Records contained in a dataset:
__________

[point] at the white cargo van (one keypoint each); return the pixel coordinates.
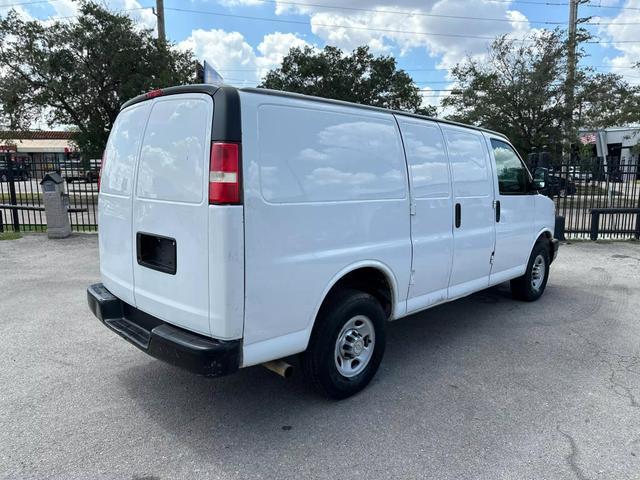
(243, 226)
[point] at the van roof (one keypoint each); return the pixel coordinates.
(211, 90)
(280, 93)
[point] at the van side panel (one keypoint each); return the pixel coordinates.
(226, 271)
(325, 187)
(431, 222)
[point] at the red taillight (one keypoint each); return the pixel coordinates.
(224, 174)
(154, 93)
(104, 157)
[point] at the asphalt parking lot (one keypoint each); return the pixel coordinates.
(482, 388)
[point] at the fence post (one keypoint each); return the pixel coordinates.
(595, 220)
(13, 199)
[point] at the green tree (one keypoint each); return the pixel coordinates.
(607, 100)
(359, 77)
(78, 74)
(520, 90)
(516, 90)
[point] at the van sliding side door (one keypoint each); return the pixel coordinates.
(472, 213)
(515, 211)
(431, 204)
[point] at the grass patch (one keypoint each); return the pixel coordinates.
(10, 235)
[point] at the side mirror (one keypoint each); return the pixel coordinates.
(539, 178)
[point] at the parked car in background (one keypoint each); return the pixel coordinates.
(558, 185)
(285, 224)
(578, 174)
(79, 170)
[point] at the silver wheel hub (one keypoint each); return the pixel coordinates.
(354, 346)
(538, 272)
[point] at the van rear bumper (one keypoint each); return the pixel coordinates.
(182, 348)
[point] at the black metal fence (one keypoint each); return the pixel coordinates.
(604, 187)
(577, 188)
(21, 207)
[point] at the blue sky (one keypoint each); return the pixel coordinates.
(244, 38)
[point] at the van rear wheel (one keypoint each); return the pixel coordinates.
(531, 285)
(347, 344)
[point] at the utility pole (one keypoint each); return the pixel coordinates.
(571, 67)
(159, 13)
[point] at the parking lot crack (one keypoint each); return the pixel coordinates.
(572, 457)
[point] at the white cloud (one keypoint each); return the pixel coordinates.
(617, 32)
(6, 5)
(236, 60)
(273, 48)
(449, 40)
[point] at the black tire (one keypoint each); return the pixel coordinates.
(523, 288)
(319, 360)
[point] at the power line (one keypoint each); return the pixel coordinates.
(352, 27)
(433, 15)
(407, 13)
(36, 2)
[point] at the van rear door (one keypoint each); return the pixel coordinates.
(169, 228)
(116, 190)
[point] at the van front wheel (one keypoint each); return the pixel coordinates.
(531, 285)
(347, 344)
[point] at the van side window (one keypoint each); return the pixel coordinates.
(468, 157)
(122, 149)
(308, 155)
(427, 159)
(512, 175)
(173, 149)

__________

# OBJECTIVE
Omit every picture while copying the listing above exactly.

# SOLUTION TO THIS PROBLEM
[point] at the white cargo van (one keypoint each); return the pixel coordinates.
(243, 226)
[point] at the van roof (one keypoint each); return the pixel coordinates.
(211, 90)
(280, 93)
[point] at the van side panel (one keypoint each); return the pixel coordinates.
(226, 271)
(325, 187)
(431, 222)
[point] at the red taillight (one keypoint each); return the pixel coordinates.
(224, 174)
(154, 93)
(104, 157)
[point] at the asphalt parking lot (one keypoint each); return the pixel coordinates.
(482, 388)
[point] at the fence post (one keypoint each); return the pixel coordinates.
(595, 220)
(13, 199)
[point] at the green tree (one keypoint each); return the pixel coordinates.
(607, 100)
(359, 77)
(78, 74)
(520, 90)
(516, 90)
[point] at the van sliding side door (one keypoint each); return the pixel coordinates.
(472, 213)
(515, 211)
(431, 204)
[point] at the grass patch (one keypoint each); return the pixel coordinates.
(10, 235)
[point] at the side mirror (one keypoint each); return the pixel coordinates.
(539, 178)
[point] at the parked car in background (one keypoint each); return the pixel coordinates.
(558, 185)
(285, 224)
(578, 174)
(79, 170)
[point] at the silver wheel hub (one keypoint each); return the pixel coordinates.
(354, 346)
(538, 272)
[point] at the van rear bumper (one keypoint each); return the pixel coordinates.
(182, 348)
[point] at the black metal fence (one keypoint each); return the pixel coordinates.
(604, 187)
(577, 188)
(21, 207)
[point] at the blue sky (one keypoint each); return the pixel coordinates.
(244, 38)
[point] at the van rear wheel (one keypoint each); return the pixel coordinates.
(531, 285)
(347, 344)
[point] at the utility pole (one keypoint each); return the pixel coordinates.
(571, 67)
(159, 13)
[point] at the parking lot crack (one keypoint each); return the pixel coordinates.
(572, 457)
[point] at the white cloud (one keypoint each); return the pixel coordinates.
(617, 32)
(6, 5)
(236, 60)
(273, 48)
(449, 40)
[point] at the black tire (one keypoint each); return the pixel coordinates.
(523, 288)
(319, 360)
[point] at the power line (one keypoint each); return the pixel coordinates.
(352, 27)
(433, 15)
(407, 13)
(36, 2)
[point] at the van rear door (one keypoint each); return the pixel coordinates.
(169, 228)
(116, 190)
[point] at the van front wheel (one keypoint each); return the pixel coordinates.
(531, 285)
(347, 344)
[point] at the van side window (one keypoint each); return the pixel coordinates.
(468, 157)
(122, 149)
(308, 155)
(427, 159)
(512, 175)
(173, 149)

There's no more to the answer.